Items listed in a dataset

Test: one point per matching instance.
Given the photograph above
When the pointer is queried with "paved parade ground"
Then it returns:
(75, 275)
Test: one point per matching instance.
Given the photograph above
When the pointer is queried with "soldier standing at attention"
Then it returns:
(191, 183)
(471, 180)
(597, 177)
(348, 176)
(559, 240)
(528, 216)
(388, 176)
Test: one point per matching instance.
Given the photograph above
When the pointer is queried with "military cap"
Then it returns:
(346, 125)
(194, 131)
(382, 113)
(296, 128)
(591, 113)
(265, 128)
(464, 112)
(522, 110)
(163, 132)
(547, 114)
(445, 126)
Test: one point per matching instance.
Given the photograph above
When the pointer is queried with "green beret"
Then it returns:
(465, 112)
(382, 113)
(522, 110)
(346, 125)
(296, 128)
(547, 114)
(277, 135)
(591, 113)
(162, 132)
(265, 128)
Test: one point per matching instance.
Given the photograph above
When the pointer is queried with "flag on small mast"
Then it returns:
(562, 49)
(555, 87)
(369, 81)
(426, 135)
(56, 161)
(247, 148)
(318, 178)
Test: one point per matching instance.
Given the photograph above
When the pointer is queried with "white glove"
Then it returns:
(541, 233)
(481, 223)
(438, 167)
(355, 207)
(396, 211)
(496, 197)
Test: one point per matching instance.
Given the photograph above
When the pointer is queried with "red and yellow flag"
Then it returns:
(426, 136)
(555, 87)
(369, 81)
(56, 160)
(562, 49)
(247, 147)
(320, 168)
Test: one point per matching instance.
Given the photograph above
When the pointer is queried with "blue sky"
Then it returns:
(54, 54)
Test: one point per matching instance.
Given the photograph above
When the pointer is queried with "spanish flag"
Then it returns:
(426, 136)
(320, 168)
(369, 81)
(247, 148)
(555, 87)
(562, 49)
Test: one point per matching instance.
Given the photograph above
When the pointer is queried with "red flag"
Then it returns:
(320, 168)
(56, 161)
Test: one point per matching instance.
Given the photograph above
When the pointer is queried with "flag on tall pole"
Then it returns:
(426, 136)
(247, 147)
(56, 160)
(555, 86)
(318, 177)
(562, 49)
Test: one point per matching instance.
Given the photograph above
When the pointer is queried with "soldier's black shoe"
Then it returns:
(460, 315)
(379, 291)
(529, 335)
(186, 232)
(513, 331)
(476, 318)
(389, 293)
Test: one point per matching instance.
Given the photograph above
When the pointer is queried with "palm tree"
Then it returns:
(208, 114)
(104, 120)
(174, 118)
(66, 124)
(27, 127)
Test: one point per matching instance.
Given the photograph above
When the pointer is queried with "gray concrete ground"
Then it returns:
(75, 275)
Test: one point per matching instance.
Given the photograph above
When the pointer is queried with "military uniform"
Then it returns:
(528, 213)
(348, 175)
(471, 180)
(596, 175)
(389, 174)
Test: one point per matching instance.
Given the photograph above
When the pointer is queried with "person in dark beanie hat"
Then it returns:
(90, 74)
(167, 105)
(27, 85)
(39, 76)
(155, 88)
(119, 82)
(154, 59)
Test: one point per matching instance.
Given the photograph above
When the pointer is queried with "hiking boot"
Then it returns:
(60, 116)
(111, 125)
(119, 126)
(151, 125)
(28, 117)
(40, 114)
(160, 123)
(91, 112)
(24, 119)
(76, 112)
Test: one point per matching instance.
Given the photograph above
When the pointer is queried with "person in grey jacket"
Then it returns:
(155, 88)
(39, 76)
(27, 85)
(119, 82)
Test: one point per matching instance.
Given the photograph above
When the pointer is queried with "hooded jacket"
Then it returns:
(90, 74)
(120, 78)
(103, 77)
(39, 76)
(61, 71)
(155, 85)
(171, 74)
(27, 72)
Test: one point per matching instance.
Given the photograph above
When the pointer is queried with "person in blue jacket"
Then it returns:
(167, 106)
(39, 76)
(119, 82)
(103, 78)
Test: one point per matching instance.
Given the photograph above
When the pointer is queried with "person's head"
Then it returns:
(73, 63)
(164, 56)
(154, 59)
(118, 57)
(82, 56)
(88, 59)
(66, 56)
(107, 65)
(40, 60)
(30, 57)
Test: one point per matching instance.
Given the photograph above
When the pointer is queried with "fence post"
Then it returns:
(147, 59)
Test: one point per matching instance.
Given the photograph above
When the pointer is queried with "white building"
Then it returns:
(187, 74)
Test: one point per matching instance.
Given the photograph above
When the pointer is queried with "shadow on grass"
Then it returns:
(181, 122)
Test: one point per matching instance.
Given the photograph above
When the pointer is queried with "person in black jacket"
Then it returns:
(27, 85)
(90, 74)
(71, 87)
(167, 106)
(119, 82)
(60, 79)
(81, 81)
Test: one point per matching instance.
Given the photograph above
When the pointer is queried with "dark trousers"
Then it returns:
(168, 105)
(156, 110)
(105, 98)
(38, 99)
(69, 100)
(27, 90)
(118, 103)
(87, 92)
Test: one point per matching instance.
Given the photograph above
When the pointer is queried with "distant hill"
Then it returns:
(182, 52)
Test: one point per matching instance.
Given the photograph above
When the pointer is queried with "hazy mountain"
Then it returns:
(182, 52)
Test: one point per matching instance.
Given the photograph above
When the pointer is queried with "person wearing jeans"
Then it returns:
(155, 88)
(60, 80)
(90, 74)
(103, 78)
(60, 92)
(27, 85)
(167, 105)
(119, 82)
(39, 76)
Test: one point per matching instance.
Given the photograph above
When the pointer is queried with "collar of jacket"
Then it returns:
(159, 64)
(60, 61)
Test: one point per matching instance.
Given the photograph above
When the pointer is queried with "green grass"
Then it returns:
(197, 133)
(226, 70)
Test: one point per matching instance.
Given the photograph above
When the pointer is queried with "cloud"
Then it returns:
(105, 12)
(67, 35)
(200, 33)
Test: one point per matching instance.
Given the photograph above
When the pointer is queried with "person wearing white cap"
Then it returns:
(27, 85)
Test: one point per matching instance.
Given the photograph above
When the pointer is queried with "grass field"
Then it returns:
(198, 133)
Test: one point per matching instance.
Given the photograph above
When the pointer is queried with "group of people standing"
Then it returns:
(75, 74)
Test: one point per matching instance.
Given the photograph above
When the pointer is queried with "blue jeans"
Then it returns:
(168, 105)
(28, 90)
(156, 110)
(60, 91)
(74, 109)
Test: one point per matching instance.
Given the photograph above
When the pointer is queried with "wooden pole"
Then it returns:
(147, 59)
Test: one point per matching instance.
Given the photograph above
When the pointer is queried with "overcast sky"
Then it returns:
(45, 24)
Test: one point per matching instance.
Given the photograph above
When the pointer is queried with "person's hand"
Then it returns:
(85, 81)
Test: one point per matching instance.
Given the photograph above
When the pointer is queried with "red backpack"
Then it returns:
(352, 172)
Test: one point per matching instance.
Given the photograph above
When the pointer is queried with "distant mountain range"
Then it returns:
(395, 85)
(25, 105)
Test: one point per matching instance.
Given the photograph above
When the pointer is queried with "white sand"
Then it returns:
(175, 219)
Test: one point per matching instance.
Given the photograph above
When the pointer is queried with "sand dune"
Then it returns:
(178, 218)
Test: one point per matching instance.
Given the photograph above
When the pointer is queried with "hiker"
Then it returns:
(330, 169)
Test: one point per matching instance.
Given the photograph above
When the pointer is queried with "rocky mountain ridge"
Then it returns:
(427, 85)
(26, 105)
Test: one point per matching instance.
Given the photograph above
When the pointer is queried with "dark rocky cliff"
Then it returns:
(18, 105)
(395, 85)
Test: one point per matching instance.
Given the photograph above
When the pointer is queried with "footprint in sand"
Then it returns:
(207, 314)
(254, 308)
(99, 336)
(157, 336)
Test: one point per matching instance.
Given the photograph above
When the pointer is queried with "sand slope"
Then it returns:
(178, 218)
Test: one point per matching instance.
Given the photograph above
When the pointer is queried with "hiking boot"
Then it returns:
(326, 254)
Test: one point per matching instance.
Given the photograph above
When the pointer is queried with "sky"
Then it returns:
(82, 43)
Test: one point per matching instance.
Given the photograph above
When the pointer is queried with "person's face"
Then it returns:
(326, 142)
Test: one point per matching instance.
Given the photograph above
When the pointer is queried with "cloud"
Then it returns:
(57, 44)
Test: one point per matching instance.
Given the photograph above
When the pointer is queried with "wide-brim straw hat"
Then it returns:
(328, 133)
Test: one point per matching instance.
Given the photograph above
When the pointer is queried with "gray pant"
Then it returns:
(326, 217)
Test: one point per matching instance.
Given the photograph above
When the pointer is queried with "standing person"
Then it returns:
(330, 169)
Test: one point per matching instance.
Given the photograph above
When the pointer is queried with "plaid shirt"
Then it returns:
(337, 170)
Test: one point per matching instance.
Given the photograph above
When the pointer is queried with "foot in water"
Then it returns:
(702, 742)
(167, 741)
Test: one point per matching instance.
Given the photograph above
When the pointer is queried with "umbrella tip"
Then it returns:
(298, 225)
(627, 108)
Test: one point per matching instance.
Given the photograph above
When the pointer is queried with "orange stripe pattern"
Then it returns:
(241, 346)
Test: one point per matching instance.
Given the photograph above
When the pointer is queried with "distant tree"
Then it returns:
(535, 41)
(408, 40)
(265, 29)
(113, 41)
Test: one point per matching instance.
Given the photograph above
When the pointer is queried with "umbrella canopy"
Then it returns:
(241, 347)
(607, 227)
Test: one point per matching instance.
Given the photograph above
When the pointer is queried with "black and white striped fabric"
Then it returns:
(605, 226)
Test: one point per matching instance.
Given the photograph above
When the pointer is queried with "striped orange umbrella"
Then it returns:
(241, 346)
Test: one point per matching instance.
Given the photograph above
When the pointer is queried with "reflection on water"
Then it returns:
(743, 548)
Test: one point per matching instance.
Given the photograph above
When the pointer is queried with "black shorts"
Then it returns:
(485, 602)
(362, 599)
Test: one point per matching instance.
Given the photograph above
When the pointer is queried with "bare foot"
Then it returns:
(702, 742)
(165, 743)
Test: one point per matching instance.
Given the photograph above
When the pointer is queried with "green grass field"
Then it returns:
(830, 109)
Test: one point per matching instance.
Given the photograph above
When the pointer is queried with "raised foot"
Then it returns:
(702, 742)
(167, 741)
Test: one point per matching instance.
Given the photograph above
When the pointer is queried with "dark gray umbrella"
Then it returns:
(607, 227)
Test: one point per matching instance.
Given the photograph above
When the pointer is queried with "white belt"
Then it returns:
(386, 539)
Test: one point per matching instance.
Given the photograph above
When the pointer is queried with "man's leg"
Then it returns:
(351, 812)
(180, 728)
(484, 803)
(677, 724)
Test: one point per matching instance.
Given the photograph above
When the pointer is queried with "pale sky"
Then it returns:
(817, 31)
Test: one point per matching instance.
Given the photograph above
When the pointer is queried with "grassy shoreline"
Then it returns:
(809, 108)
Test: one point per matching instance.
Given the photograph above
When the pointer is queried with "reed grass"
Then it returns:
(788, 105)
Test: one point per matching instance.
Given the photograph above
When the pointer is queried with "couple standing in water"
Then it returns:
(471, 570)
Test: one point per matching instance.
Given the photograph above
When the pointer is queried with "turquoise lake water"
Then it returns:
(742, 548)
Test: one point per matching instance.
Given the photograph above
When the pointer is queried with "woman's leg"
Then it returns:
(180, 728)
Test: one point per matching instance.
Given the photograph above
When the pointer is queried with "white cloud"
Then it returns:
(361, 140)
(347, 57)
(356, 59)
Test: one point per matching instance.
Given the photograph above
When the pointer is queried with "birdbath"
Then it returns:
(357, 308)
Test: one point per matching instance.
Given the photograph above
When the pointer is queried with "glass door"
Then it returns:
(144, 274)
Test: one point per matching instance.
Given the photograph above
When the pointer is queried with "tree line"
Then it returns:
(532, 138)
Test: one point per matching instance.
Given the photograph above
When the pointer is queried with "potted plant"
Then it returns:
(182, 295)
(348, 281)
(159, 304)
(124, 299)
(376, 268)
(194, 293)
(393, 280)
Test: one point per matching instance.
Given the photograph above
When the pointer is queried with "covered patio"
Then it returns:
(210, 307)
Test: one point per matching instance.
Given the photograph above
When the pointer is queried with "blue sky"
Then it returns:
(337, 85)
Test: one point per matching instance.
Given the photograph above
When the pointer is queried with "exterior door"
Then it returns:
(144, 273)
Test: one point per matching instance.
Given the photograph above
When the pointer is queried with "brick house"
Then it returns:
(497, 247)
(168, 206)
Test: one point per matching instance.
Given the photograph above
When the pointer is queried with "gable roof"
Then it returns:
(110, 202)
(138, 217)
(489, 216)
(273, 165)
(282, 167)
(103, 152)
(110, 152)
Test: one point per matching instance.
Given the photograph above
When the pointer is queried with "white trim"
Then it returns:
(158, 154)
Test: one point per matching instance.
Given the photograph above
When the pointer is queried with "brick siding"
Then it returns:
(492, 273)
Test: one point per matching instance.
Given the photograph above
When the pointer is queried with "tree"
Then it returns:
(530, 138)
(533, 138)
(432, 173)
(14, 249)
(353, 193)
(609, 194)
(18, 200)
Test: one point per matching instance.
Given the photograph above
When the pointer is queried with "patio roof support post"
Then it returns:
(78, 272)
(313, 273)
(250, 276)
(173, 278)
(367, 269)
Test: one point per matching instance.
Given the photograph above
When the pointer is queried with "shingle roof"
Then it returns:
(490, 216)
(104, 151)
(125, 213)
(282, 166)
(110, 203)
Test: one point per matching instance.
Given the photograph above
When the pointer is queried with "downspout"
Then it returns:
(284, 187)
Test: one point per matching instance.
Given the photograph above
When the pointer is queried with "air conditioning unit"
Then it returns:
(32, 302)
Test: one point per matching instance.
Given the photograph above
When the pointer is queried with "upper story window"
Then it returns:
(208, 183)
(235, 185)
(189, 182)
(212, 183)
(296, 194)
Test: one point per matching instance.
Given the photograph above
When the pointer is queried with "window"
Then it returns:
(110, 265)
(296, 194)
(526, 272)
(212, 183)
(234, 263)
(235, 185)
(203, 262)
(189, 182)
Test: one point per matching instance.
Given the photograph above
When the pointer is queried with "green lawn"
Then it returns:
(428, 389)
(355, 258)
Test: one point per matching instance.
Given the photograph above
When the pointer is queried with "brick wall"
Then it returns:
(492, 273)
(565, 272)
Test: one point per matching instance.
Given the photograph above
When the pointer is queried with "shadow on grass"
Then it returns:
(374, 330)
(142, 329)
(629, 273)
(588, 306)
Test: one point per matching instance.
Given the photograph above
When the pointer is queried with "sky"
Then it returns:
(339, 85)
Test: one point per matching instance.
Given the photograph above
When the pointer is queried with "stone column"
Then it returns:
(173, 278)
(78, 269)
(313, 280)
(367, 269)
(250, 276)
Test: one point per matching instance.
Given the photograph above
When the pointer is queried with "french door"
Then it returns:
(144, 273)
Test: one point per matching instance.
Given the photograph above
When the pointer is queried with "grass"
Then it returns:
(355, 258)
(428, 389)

__HOW TO COMPLETE THIS TASK__.
Which of the lines above carry the string "window"? Copy every one.

__ANSWER SECTION__.
When the pointer is queried with "upper story window"
When the pointer is queried with "window"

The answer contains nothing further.